* [QUOTED PASSAGE]
Reported: 2015-07-28 15:23 UTC by Jean-François Fortin Tam
Modified: 2015-10-22 23:33 UTC
See Also:
GNOME target: ---
GNOME version: ---


Attachments
screenshot (74.25 KB, image/png)
2015-07-28 15:23 UTC, Jean-François Fortin Tam
  Details
google: Stop identifying ourselves as Android (1.47 KB, patch)
2015-07-29 17:56 UTC, Debarshi Ray
committed Details | Review

Description Jean-François Fortin Tam 2015-07-28 15:23:15 UTC
Created attachment 308307 [details]
screenshot

Signing in with G-O-A makes Google send you an email saying that you signed in with an Android device, which is pretty far from the truth...
Comment 1 Debarshi Ray 2015-07-29 16:49:02 UTC
It is because we identify ourselves as Android:
https://debarshiray.wordpress.com/2012/05/16/google-mobile-auth-page/

At the moment, dropping the user agent hackery doesn't adversely affect the UI that gets shown, so I am going to remove it from master. However, there is no guarantee what is going to happen in future because it is not in our control.

* [RECORD EXTRACTS]
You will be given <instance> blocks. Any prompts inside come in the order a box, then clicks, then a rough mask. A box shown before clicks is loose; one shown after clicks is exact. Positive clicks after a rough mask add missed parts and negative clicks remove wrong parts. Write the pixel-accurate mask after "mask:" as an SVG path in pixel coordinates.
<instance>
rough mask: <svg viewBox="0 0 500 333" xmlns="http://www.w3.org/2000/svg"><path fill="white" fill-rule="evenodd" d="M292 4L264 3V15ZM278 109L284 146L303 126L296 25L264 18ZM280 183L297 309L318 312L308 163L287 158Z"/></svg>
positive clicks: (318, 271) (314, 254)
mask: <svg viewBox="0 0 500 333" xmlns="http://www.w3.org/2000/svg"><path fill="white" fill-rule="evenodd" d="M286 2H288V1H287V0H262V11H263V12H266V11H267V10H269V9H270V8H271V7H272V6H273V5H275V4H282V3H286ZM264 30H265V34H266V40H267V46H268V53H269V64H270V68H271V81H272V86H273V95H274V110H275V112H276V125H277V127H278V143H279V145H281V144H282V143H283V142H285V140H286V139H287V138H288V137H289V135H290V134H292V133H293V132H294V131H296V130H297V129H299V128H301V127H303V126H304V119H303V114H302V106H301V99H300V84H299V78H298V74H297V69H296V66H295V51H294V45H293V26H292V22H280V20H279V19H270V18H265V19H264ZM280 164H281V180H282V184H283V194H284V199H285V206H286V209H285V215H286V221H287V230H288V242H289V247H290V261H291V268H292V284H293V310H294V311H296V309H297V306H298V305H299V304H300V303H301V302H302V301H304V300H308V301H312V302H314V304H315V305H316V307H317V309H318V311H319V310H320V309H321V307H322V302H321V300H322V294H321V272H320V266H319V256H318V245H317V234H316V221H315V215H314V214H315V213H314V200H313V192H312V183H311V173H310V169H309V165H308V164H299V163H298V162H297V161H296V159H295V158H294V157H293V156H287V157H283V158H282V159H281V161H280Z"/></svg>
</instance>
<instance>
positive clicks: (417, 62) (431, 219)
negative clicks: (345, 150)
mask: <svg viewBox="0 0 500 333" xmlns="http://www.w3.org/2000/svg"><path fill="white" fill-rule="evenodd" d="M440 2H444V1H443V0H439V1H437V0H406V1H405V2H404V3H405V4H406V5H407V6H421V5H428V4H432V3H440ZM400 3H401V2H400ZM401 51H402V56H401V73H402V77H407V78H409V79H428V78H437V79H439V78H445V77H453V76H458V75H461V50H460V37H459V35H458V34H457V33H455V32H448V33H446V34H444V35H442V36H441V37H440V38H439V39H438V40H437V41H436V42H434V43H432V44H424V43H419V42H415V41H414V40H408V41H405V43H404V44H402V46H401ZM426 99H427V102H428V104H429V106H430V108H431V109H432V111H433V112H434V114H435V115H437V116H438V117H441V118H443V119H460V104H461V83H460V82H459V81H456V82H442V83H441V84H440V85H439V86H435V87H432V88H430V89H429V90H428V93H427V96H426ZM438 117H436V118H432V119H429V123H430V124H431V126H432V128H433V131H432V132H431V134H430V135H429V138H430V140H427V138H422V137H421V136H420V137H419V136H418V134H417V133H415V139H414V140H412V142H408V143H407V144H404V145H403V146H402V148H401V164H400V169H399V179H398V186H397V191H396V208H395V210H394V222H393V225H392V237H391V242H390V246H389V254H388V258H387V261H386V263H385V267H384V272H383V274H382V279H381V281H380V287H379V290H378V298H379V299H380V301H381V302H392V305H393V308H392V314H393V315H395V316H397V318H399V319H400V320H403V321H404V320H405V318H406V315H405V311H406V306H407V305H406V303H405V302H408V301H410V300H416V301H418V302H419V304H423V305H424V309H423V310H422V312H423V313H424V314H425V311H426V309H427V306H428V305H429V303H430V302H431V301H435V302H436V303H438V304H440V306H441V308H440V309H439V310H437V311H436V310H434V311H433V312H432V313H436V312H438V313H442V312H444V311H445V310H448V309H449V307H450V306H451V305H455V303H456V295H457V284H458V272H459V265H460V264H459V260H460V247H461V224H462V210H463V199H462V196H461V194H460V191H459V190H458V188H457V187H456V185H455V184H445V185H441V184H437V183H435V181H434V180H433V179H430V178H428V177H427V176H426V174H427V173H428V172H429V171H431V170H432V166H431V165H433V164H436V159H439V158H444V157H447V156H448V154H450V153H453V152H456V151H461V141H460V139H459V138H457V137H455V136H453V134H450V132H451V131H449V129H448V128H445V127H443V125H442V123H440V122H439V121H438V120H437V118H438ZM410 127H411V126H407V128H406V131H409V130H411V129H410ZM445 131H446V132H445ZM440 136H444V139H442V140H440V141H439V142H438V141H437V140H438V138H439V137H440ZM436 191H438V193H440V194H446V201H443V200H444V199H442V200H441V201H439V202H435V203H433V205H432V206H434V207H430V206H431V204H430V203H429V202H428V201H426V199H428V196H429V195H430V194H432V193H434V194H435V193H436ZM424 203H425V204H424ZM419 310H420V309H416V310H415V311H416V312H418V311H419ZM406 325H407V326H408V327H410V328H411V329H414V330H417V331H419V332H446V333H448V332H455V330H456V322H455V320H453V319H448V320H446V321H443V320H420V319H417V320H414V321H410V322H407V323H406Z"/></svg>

* [PROBLEMS TO SOLVE]
A: In the bug report, what does the email from Google say after someone signs in with G-O-A?
B: Shorten the bug report's paragraph that begins "At the moment, dropping the user agent hackery" while keeping its main facts.
C: Reproduce the stretch of the bug report from "Signing in with" through "in our control.".

* [RESULTS OF THE EXERCISE]
A: It says the person signed in with an Android device.

B: Removing the user agent hackery does not currently harm the UI that is shown, so it will be removed from master. What happens later cannot be guaranteed, since it is outside their control.

C:
Signing in with G-O-A makes Google send you an email saying that you signed in with an Android device, which is pretty far from the truth...
Comment 1 Debarshi Ray 2015-07-29 16:49:02 UTC
It is because we identify ourselves as Android:
https://debarshiray.wordpress.com/2012/05/16/google-mobile-auth-page/

At the moment, dropping the user agent hackery doesn't adversely affect the UI that gets shown, so I am going to remove it from master. However, there is no guarantee what is going to happen in future because it is not in our control.